International Day Of The Girl: Helping Make The Internet A Safer Place
Today is International Day of the Girl, a day of observance established by the United Nations General Assembly to recognize girls’ rights and the unique challenges they face around the world. This year's focus is internet safety as the UN and Plan International USA call on our national leaders to act so that all girls have access to the internet, and are safe when using it.
UN Women has reported a global rise in the online harassment of women and girls since the onset of the coronavirus. More time spent online for education, career and socializing has provided more time for bullies and trolls to target, harass and intimidate. The worldwide quarantines have also produced an outbreak in physical, sexual and domestic violence in what has been referred to as “The Shadow Pandemic.”
A recent Plan International survey of more than 14,000 young women and girls found that 58% of respondents have experienced online harassment, including abusive language and cyberbullying. It also found that 84% of women and girls think that online harassment is only getting worse.
Not only is the internet not the safest place for girls, it also isn't the most fair or equitable. Girls are less likely than boys to have internet access at home, less likely to use and own devices and less likely to gain access to tech-related skills and jobs. The time is now for us to change the equation in the gender digital divide and keep our girls out of harm’s way.
Here are four action steps to take on this International Day of the Girl:
1. Create public awareness
The first step toward creating a safer online space is educating people about the detrimental effects online violence and/or harassment can have on its victims. Online harassment may include bullying, trolling, cyberstalking, defamation and hate speech, public shaming, revenge porn, identity theft and hacking.
According to UN Women, online violence against women and girls is associated with social and reproductive health effects, as well as psychological impacts such as “higher levels of anxiety, stress disorders, depression, trauma, panic attacks, loss of self-esteem and a sense of powerlessness in their ability to respond to the abuse.” Online harassment has often been connected to mass shootings, extremism and violence against girls and women. Read more in the State of the World's Girls report, The Truth Gap.
2. Promote digital safety
It is important for women and girls to have tools in their online arsenal to keep them protected. These include: creating a strong password, having different passwords for different accounts, using two-factor authentication, logging out of accounts, not using public WIFI when sharing sensitive information and utilizing antivirus software.
If you or someone you know has experienced online harassment, here’s how you can log a digital complaint.
3. Call on policymakers to create cyber-safety laws
The law has yet to catch up with the internet; it’s a feedback loop. Law enforcement tells victims to report to the platform, and then, the platform tells you to go somewhere else.
Online gender-based violence is just as destructive as offline violence, but the difference is perpetrators are often able to commit violence without consequences. Around the world, girls are speaking up and asking their governments to take action and create cyber-safety laws.
In the U.S., Plan International is calling on President Biden to keep his campaign promise to convene a national task force on online harassment and abuse. By leveraging federal agencies, state leaders, advocates, law enforcement and technology experts, we’ll be better equipped to tackle harmful misinformation and disinformation that is spread online. The task force will focus on developing strategies and recommendations for how federal and state governments, social media companies, schools and other public and private entities can protect girls and women online. To show your support, sign the petition here.
4. Urge social media platforms to implement stronger reporting mechanisms
Many who have experienced online violence feel helpless when reporting the crime. Instagram has recently added a ‘Restrict’ anti-bullying tool that is designed to protect an individual’s account from unwanted interactions and problematic followers; it was designed for those who are less likely to report or block bullies, particularly young people. Let’s advocate for social media platforms to create more of these safeguards for users.
Girls around the world are being silenced by online abuse. Violence against women and girls is a human rights issue. This International Day of the Girl, let’s use our collective voices to educate others, advocate for action and make the internet a safer space.
# # #
Duplicate the portion of the International Day of the Girl article that starts at "A recent Plan" and ends at "of harm’s way.", word for word.

(Items from a data source)
# # #
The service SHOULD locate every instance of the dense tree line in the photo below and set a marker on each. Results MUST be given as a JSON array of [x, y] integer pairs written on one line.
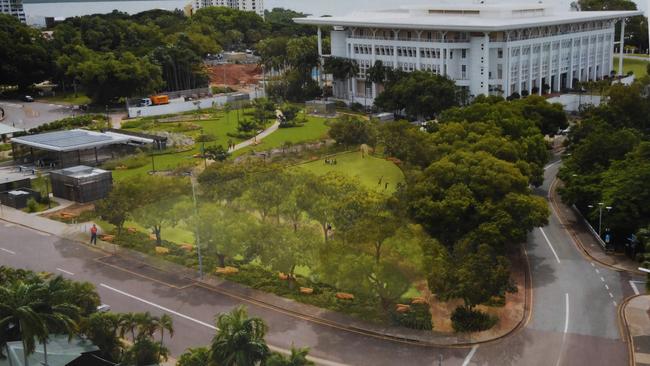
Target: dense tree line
[[607, 162]]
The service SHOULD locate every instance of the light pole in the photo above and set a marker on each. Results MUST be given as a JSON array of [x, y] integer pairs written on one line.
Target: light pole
[[196, 230], [600, 215]]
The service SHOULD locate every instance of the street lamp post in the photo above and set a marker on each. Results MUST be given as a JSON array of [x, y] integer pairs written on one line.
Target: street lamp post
[[196, 230], [600, 216]]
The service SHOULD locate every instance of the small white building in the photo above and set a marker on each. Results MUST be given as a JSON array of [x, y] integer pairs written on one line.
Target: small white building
[[494, 49], [246, 5], [13, 7]]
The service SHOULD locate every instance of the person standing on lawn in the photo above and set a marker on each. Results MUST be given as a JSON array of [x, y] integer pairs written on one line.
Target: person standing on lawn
[[93, 235]]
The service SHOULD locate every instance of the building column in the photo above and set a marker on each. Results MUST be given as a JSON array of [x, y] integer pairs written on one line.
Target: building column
[[622, 45], [320, 58], [530, 69], [519, 73], [570, 73], [486, 63], [539, 66]]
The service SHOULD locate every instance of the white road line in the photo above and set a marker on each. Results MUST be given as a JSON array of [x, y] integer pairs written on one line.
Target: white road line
[[566, 319], [550, 245], [470, 355], [8, 251], [64, 271], [317, 360]]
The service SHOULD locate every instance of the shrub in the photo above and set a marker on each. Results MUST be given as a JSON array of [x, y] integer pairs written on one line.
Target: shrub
[[32, 205], [418, 318], [464, 319]]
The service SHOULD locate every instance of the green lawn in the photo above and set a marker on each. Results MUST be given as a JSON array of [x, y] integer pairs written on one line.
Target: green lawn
[[67, 98], [639, 67], [369, 170], [314, 129]]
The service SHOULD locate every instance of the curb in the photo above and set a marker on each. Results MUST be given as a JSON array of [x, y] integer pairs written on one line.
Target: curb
[[337, 325], [579, 244]]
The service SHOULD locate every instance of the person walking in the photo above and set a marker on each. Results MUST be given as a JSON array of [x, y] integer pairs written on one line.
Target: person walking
[[93, 235]]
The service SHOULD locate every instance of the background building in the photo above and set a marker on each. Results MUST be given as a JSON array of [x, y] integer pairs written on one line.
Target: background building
[[13, 7], [487, 48], [246, 5]]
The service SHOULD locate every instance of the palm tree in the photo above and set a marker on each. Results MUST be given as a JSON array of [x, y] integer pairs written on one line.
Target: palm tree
[[19, 306], [165, 323], [128, 323], [239, 340]]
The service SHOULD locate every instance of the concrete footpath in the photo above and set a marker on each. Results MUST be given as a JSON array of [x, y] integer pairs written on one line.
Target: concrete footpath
[[636, 316], [168, 272]]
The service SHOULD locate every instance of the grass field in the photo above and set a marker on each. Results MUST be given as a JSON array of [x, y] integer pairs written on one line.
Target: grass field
[[638, 67], [67, 98], [314, 129], [369, 170]]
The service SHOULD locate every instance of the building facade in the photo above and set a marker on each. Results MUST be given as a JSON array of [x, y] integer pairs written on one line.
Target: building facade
[[246, 5], [495, 49], [13, 7]]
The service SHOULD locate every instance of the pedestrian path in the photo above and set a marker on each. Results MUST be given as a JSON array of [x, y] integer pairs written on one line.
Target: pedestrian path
[[637, 321]]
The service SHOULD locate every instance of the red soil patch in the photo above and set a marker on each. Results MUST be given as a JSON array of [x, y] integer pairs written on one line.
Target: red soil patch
[[235, 74]]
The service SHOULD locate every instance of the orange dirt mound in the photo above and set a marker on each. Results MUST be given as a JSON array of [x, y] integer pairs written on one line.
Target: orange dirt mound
[[235, 74]]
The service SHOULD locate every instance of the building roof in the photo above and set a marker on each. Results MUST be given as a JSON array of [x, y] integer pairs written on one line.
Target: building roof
[[70, 140], [80, 171], [8, 130], [466, 17], [60, 352]]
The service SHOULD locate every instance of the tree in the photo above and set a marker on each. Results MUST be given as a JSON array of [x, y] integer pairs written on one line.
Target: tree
[[199, 356], [298, 357], [348, 130], [102, 329], [24, 54], [420, 93], [239, 340]]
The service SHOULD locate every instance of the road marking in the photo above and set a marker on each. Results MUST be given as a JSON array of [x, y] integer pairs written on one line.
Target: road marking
[[634, 288], [566, 319], [317, 360], [64, 271], [470, 355], [550, 245]]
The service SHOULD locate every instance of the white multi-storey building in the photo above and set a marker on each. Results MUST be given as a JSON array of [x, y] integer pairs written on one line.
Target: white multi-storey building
[[487, 48], [13, 7], [246, 5]]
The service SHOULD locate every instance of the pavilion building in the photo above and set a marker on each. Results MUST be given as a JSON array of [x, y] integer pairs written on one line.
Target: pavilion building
[[490, 49]]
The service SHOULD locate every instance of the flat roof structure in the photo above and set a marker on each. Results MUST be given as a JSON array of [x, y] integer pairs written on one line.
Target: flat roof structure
[[70, 140], [467, 17]]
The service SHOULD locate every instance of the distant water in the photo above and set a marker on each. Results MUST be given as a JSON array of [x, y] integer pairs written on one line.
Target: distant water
[[315, 7]]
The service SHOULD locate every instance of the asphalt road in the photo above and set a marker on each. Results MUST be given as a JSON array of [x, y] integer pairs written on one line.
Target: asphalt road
[[573, 322], [29, 115]]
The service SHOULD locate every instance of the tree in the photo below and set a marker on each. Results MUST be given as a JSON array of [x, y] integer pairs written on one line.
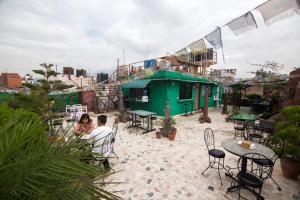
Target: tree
[[31, 168], [45, 86]]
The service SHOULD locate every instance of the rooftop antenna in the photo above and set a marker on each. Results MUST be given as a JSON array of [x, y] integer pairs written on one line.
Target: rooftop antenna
[[124, 56], [147, 50]]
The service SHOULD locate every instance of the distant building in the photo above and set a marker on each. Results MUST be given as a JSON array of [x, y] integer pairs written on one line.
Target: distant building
[[28, 79], [123, 71], [10, 80], [225, 76], [68, 71], [81, 72], [293, 88]]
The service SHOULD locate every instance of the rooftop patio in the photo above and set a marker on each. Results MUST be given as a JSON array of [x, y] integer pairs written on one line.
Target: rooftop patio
[[154, 168]]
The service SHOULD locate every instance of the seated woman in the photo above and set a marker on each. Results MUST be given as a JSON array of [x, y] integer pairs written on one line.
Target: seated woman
[[84, 125]]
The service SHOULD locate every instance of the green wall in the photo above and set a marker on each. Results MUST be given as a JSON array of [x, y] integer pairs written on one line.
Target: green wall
[[161, 89]]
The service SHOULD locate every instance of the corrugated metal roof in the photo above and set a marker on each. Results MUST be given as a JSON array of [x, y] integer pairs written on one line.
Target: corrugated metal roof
[[137, 83], [172, 75]]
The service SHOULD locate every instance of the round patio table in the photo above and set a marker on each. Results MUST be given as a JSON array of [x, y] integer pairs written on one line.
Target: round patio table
[[231, 146]]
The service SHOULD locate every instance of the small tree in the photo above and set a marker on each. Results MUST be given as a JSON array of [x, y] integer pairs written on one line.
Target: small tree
[[46, 86]]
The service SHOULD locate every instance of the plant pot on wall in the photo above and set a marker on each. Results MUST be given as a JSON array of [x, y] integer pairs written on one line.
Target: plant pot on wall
[[290, 169], [172, 134], [158, 134]]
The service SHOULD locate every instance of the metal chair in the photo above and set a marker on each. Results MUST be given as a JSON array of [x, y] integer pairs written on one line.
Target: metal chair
[[213, 152], [252, 179], [239, 130], [269, 163], [114, 134], [255, 132], [106, 150]]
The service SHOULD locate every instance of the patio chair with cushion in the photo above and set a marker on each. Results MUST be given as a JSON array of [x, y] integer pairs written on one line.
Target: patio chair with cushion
[[269, 163], [255, 132], [106, 150], [114, 134], [239, 130], [215, 156], [251, 179]]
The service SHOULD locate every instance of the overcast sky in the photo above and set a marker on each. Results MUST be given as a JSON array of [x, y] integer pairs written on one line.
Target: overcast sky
[[92, 34]]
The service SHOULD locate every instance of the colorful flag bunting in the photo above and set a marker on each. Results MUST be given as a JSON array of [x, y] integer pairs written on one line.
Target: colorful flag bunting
[[276, 10], [242, 24]]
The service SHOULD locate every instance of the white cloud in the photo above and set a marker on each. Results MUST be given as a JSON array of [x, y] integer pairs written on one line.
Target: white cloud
[[93, 33]]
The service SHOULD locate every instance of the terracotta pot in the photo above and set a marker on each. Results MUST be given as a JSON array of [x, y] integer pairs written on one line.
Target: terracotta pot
[[158, 135], [172, 135], [52, 139], [290, 169]]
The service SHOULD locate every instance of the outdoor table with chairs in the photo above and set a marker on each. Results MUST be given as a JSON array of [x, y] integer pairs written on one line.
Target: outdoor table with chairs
[[138, 115], [253, 174]]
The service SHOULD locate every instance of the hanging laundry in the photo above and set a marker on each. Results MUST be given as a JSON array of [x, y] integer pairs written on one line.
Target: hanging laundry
[[242, 24], [215, 38], [181, 52], [197, 45], [276, 10]]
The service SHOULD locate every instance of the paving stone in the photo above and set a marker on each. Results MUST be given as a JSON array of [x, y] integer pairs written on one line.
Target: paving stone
# # #
* TASK SOLUTION *
A recent Plan International survey of more than 14,000 young women and girls found that 58% of respondents have experienced online harassment, including abusive language and cyberbullying. It also found that 84% of women and girls think that online harassment is only getting worse.
Not only is the internet not the safest place for girls, it also isn't the most fair or equitable. Girls are less likely than boys to have internet access at home, less likely to use and own devices and less likely to gain access to tech-related skills and jobs. The time is now for us to change the equation in the gender digital divide and keep our girls out of harm’s way.